(Source data)
━━━━

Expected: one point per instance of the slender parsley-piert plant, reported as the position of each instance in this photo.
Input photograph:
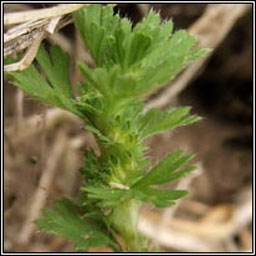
(130, 62)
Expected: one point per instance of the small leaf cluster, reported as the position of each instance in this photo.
(129, 63)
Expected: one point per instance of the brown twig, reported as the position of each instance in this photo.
(61, 9)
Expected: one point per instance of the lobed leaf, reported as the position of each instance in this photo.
(66, 222)
(166, 170)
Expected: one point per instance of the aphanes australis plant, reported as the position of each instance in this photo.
(130, 62)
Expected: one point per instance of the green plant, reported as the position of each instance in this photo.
(129, 64)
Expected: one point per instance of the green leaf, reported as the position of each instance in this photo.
(66, 222)
(56, 68)
(166, 170)
(156, 121)
(107, 197)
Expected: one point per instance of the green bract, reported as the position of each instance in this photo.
(129, 64)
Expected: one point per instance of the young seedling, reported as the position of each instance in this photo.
(130, 62)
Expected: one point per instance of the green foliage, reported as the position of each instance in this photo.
(130, 62)
(66, 221)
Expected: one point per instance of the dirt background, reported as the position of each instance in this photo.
(217, 214)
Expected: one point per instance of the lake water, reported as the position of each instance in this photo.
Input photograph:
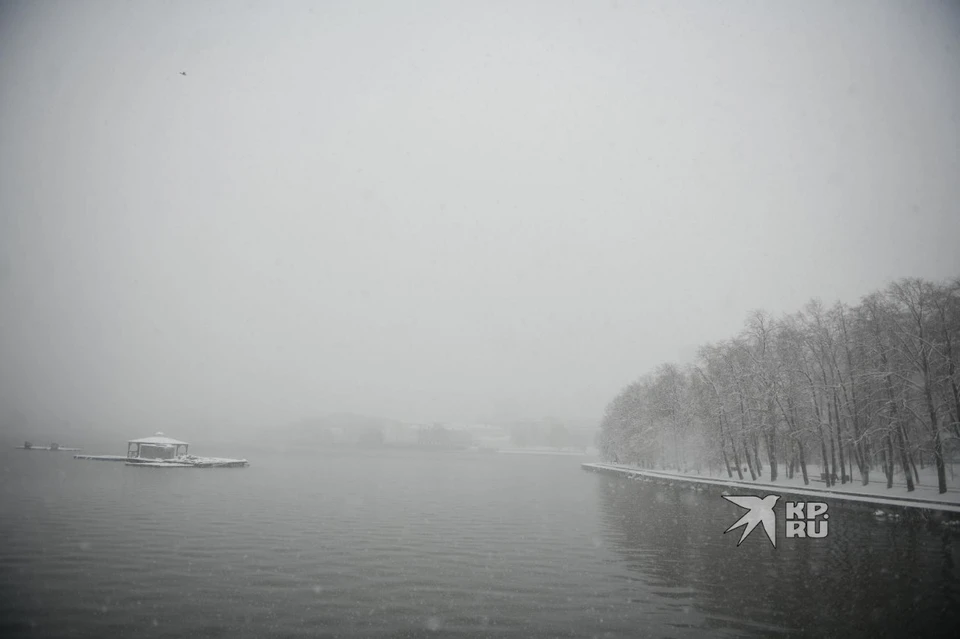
(411, 543)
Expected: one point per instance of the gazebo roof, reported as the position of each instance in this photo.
(159, 439)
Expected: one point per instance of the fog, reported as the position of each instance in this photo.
(444, 211)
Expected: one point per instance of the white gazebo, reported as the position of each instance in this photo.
(157, 447)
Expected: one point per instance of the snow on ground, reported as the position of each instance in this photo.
(925, 494)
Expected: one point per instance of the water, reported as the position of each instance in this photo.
(407, 544)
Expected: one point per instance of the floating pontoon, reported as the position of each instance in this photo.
(160, 451)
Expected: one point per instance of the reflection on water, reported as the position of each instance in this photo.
(867, 578)
(408, 544)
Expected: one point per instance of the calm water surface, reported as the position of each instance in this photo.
(403, 543)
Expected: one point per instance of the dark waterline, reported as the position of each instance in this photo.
(406, 543)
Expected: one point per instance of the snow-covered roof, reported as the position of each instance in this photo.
(159, 439)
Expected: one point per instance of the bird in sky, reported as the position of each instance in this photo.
(761, 512)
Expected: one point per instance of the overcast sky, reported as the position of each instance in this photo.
(445, 210)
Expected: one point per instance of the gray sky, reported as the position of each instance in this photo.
(447, 211)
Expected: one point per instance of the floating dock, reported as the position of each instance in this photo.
(160, 451)
(890, 501)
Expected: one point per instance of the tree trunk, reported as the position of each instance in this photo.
(888, 461)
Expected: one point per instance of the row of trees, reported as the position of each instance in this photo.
(872, 387)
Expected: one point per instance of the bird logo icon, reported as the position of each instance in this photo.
(760, 512)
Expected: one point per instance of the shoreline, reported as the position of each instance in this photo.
(893, 501)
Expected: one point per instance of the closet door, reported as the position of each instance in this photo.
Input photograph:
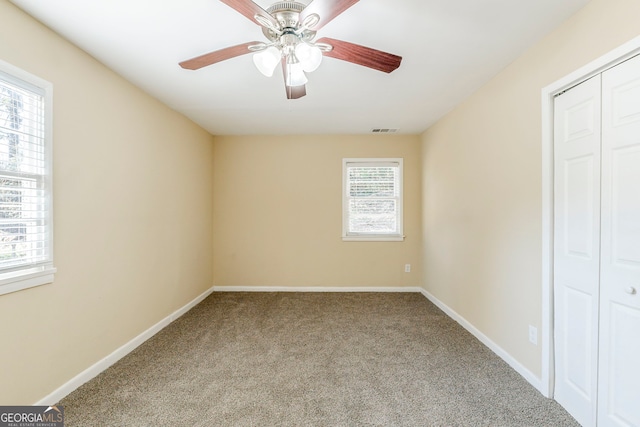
(619, 377)
(577, 248)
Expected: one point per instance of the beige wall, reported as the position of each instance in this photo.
(133, 208)
(482, 183)
(278, 217)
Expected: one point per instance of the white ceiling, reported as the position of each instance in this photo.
(449, 49)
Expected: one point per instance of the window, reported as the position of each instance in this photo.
(26, 247)
(372, 199)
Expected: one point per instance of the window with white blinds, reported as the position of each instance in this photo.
(25, 181)
(372, 199)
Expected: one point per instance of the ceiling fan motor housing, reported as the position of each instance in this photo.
(287, 13)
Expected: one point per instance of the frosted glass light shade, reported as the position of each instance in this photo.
(295, 75)
(267, 60)
(310, 57)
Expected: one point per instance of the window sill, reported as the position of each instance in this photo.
(379, 238)
(24, 279)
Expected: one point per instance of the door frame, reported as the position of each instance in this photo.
(611, 59)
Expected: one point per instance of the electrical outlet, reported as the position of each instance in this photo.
(533, 335)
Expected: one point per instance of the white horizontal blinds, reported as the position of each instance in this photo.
(24, 229)
(373, 197)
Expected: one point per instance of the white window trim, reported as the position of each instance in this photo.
(381, 237)
(43, 274)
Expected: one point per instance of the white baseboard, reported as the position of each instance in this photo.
(98, 367)
(314, 289)
(527, 374)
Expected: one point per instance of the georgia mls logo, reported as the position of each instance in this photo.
(31, 416)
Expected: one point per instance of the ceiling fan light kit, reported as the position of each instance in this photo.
(290, 28)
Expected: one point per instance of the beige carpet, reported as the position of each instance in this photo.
(312, 359)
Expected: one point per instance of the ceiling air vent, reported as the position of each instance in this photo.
(384, 130)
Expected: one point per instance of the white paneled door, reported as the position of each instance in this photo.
(597, 248)
(577, 247)
(619, 364)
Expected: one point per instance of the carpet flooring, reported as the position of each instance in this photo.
(312, 359)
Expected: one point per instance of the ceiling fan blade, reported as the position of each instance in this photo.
(326, 9)
(217, 56)
(295, 92)
(361, 55)
(250, 10)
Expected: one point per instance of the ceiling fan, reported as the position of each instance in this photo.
(290, 27)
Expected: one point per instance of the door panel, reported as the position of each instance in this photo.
(619, 373)
(577, 247)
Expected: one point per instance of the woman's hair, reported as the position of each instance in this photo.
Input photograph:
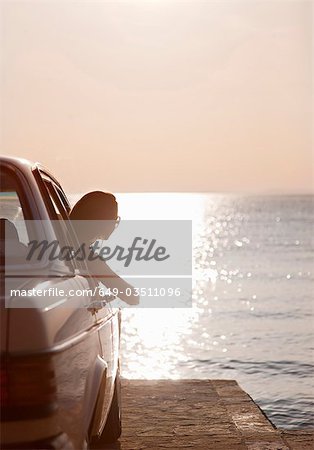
(95, 205)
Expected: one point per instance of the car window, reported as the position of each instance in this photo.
(11, 206)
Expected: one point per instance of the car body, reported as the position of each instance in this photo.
(59, 363)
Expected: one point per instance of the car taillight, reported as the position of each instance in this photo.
(27, 385)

━━━━

None of the images should be copied, but every entry must be given again exactly.

_OUTPUT BELOW:_
Expected: one point per instance of the slender parsley-piert plant, reported as the position of each instance in this photo.
Input photograph:
(130, 62)
Expected: one point per instance of the small leaf cluster, reported as the position of each instance in this photo.
(129, 63)
Expected: one point per instance of the brown twig, reported as the position of each instance in this photo.
(61, 9)
Expected: one point per instance of the lobed leaf, reported as the position of each instance in this photo.
(66, 222)
(166, 170)
Expected: one point per instance of the aphanes australis plant, reported as the position of each instance in this photo.
(130, 62)
Expected: one point per instance of the green plant, reported as the position of each instance in this photo.
(129, 64)
Expected: one point per instance of the green leaf, reported as the position of each instance in this photo.
(66, 222)
(56, 68)
(166, 170)
(156, 121)
(107, 197)
Expected: one point per instance of the green bract, reported as the position of each instance in this photo.
(129, 64)
Expected: one point per instance of the young seedling, reported as the position of each instance in this photo.
(130, 62)
Expected: one point per instance of the green foliage, reported as the position of each instance in this photo.
(130, 62)
(66, 221)
Expected: one point per instance of the dirt background, reported as the position of each instance in this photo.
(217, 214)
Expected: one point per instance of the lake water, reported as the position of each instance in this photo.
Input photograph:
(411, 543)
Expected: one point per instance of the gazebo roof, reported as the position of each instance in this photo.
(159, 439)
Expected: one point per instance of the fog, reported as the position of each instance in this photo.
(444, 211)
Expected: one point per instance of the white gazebo, reported as the position of each instance in this photo.
(157, 447)
Expected: one point per instance of the snow on ground, reported as the position of each instance in this photo.
(925, 494)
Expected: one point per instance of the water, reported as the position of each instance in this photo.
(407, 544)
Expected: one point per instance of the floating pontoon, reported as the position of each instance in this photo.
(160, 451)
Expected: one point per instance of the reflection on water, reported as the position of each instance in this photo.
(867, 578)
(408, 544)
Expected: one point per instance of the calm water surface, reported as the position of each instance in this photo.
(403, 543)
Expected: one point per instance of the dark waterline, reported as the position of each instance in this photo.
(406, 543)
Expected: one point per instance of the snow-covered roof, reported as the position of each instance in this photo.
(159, 439)
Expected: one point per instance of the bird in sky, reported as the position of each instance in this photo.
(761, 512)
Expected: one point per instance of the overcast sky, reported as the position of each instance in this photo.
(445, 210)
Expected: one point per instance of the gray sky, reported as the position of each instance in this photo.
(447, 211)
Expected: one point per instance of the floating dock, reported as the position of each instance in this photo.
(160, 451)
(890, 501)
Expected: one point per instance of the tree trunk, reported as the position of each instance in this photo.
(888, 461)
Expected: one point per instance of the row of trees, reported as the position of each instance in this photo.
(872, 387)
Expected: one point per instance of the bird logo icon, reported as the position of each instance in this photo.
(760, 512)
Expected: one point per instance of the shoreline, reported as the position of each instance in this photo.
(893, 501)
Expected: one point per instance of the closet door, reported as the position of each instance in this photo.
Input photograph:
(619, 377)
(577, 248)
Expected: one point per instance of the beige wall, reported as the position of each instance in this photo.
(133, 208)
(482, 183)
(278, 217)
Expected: one point per instance of the white ceiling, reported as the position of each instance in this photo.
(449, 49)
Expected: one point per instance of the window, reported as the position of each instance in this photo.
(26, 247)
(372, 199)
Expected: one point per instance of the window with white blinds, reported as the position of each instance in this photo.
(25, 181)
(372, 199)
Expected: one point per instance of the ceiling fan motor housing, reported as the position of each instance in this photo.
(287, 13)
Expected: one point per instance of the frosted glass light shade, reported as the position of each instance in this photo.
(295, 75)
(267, 60)
(310, 57)
Expected: one point per instance of the window sill, reported as the position of each instance in this photo.
(379, 238)
(24, 279)
Expected: one point per instance of the door frame, reported as the position of each instance in this photo.
(611, 59)
Expected: one point per instance of the electrical outlet, reported as the position of each instance in this photo.
(533, 335)
Expected: one point per instance of the white horizontal blinds, reported as the position of each instance in this photo.
(24, 229)
(373, 197)
Expected: one point per instance of the white window trim, reported as the position of each instance in this photo.
(381, 237)
(43, 274)
Expected: one point per instance of the white baseboard, reported as the position of each instance in this photo.
(98, 367)
(314, 289)
(527, 374)
Expected: one point per instance of the georgia mls logo, reported as the position of each instance in this photo.
(31, 416)
Expected: one point per instance of the ceiling fan light kit, reported as the position of each instance in this photo.
(290, 28)
Expected: one point per instance of the beige carpet, reported as the position of each instance in this photo.
(312, 359)
Expected: one point per instance of the ceiling air vent, reported as the position of each instance in this photo.
(384, 130)
Expected: one point per instance of the white paneled door, reported as the position of each instance in this photo.
(597, 248)
(577, 247)
(619, 364)
Expected: one point per instance of the carpet flooring, reported as the position of each instance in this photo.
(312, 359)
Expected: one point per instance of the ceiling fan blade, reported as the position of each instance in this photo.
(326, 9)
(217, 56)
(295, 92)
(361, 55)
(250, 10)
Expected: one point per instance of the ceiling fan, reported as the position of each instance in this photo.
(290, 27)
Expected: one point per instance of the door panel, reported as the position of each instance in this photo.
(619, 373)
(577, 247)
Expected: one point per instance of the woman's hair, reported as the position of each instance in this photo.
Input photograph:
(95, 205)
Expected: one point per instance of the car window, reported as the position of each instance in this photo.
(11, 206)
Expected: one point per instance of the car body, reported as the position of each instance in this photo.
(59, 363)
Expected: one point per instance of the car taillight, reported as the position of each instance in this photo.
(27, 385)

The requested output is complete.